### DATA IN THIS EXERCISE:
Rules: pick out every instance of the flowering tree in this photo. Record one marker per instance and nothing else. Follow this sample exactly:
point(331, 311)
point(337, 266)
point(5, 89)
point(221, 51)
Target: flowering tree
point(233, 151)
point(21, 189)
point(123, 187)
==
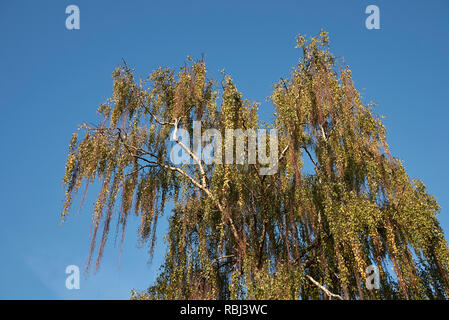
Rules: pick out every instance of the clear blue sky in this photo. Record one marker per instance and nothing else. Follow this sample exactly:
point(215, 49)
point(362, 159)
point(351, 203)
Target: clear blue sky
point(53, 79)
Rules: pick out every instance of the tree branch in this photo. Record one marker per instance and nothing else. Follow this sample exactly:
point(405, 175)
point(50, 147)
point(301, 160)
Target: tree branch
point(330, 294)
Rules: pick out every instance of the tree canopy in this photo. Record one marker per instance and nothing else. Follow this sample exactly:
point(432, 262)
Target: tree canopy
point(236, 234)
...
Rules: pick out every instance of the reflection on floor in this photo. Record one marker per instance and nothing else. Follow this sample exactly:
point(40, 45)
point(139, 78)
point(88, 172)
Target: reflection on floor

### INSTRUCTIONS FOR THE TASK:
Quote the records verbatim, covering the stretch from the line containing "Rules: pick out every instance of the flowering" through the line containing "point(123, 187)", and nothing more.

### RESULT OF THE EXERCISE:
Rules: pick out every instance of the flowering tree in this photo. Record one marker per instance and nothing else. Follow this sample exactly:
point(331, 311)
point(337, 266)
point(5, 89)
point(221, 51)
Target: flowering tree
point(233, 151)
point(21, 189)
point(123, 187)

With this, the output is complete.